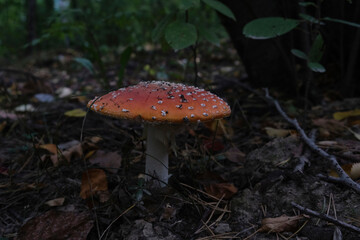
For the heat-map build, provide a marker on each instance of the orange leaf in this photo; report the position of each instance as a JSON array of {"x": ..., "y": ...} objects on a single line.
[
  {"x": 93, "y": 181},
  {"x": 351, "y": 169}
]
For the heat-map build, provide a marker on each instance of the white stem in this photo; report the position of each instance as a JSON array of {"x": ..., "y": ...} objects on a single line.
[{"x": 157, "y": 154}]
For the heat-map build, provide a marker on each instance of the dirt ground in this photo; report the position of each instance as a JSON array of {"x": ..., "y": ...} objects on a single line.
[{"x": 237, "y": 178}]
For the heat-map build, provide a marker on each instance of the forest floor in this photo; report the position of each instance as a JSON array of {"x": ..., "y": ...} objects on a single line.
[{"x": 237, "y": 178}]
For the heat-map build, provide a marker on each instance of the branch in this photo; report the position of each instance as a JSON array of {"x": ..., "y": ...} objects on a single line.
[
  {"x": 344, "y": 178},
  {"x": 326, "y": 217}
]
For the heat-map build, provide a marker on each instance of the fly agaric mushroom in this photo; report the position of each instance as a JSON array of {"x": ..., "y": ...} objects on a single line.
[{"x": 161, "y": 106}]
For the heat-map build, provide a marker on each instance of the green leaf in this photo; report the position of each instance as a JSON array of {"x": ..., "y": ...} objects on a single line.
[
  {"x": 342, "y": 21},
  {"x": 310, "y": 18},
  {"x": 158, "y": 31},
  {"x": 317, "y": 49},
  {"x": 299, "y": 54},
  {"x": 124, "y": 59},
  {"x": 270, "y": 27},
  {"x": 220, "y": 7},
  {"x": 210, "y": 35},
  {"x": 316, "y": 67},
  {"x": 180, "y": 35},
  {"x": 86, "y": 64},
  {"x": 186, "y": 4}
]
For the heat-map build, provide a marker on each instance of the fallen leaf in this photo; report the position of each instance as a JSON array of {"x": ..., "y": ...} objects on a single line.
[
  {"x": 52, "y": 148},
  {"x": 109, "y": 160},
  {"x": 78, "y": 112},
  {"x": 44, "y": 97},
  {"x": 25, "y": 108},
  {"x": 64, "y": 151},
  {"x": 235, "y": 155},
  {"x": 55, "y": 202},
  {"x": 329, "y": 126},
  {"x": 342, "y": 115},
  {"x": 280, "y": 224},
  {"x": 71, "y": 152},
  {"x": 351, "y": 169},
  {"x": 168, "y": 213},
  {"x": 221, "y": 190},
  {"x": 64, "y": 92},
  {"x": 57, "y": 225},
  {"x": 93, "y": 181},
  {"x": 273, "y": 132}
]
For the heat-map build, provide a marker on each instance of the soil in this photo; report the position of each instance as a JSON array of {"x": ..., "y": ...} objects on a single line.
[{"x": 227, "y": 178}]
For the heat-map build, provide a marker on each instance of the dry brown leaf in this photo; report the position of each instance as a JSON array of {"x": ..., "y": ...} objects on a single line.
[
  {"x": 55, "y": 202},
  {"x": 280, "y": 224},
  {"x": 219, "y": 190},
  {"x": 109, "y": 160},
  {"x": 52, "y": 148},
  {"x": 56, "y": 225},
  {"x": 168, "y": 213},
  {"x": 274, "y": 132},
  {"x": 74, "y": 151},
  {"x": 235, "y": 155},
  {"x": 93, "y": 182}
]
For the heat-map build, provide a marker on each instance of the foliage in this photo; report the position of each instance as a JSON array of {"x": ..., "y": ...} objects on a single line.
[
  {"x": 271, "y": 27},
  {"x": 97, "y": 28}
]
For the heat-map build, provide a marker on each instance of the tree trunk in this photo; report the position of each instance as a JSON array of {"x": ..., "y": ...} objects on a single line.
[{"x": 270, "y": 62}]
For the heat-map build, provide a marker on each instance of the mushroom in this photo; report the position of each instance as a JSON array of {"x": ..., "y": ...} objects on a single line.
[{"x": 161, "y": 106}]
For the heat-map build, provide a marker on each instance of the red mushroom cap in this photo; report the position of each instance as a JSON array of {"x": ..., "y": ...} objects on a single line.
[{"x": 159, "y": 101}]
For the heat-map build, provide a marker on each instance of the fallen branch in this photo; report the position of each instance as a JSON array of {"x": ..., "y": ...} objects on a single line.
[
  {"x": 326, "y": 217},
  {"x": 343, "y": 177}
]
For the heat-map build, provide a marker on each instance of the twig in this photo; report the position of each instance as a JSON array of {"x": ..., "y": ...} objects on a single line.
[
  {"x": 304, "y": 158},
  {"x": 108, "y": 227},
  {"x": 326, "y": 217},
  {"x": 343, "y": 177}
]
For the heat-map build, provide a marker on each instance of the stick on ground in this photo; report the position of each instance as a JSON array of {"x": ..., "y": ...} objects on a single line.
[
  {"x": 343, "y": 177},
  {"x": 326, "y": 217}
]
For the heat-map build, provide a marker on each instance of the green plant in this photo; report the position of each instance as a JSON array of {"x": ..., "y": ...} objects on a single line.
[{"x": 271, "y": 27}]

• GIVEN TASK:
Return, unchanged, the part of the material that opens with the line containing "of the stick" and runs through the end of the material, including both ends.

• WORKED ANSWER:
For the heat-map build, provide a marker on each instance of the stick on ground in this photo; report the position of each instance as a JSON array of {"x": ..., "y": ...} objects on a single line.
[
  {"x": 343, "y": 177},
  {"x": 326, "y": 217}
]
For the heat-map build, provide a marker on each instance of the green plant in this photo; report the position of each instance as a JSON array of {"x": ..., "y": ...} objects on a single line.
[{"x": 271, "y": 27}]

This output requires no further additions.